START RECORDS PROVIDED

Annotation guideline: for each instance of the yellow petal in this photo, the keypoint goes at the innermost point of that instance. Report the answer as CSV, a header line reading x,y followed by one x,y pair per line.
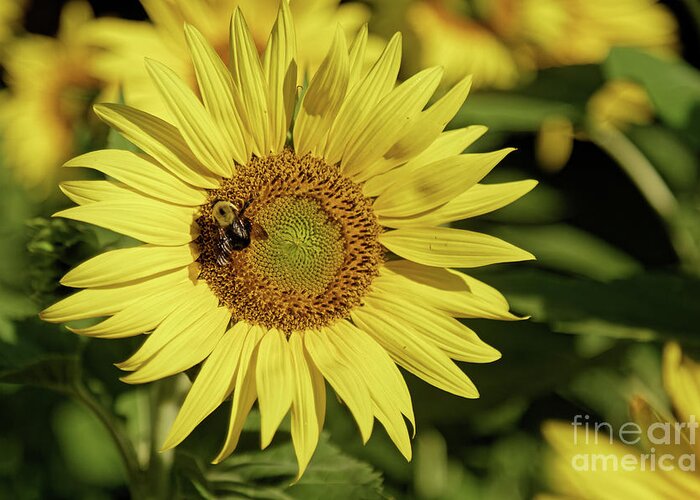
x,y
141,316
390,397
450,143
445,247
274,382
110,300
682,382
477,200
356,58
363,98
128,264
194,123
244,392
192,308
212,386
146,220
451,336
281,74
322,100
140,172
378,132
342,378
306,426
221,99
412,351
584,468
422,189
249,78
424,129
158,139
86,192
454,293
186,350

END RECORDS PROVIDED

**TASK**
Reproduce every line above word for word; no images.

**EXPECTED OUTPUT**
Annotation guideline: for each instance of the yellow petal in this photo, the keypoint goes at the innermost point of that instance. Report the answer as CSV, a header line reading x,y followed by one x,y pair per line.
x,y
141,316
390,397
450,143
445,247
274,382
110,300
682,382
477,200
356,58
363,98
128,264
194,123
244,392
192,308
212,386
146,220
451,336
281,74
322,100
140,172
378,132
342,378
306,426
221,99
412,351
584,468
422,189
249,78
424,129
158,139
86,192
454,293
186,350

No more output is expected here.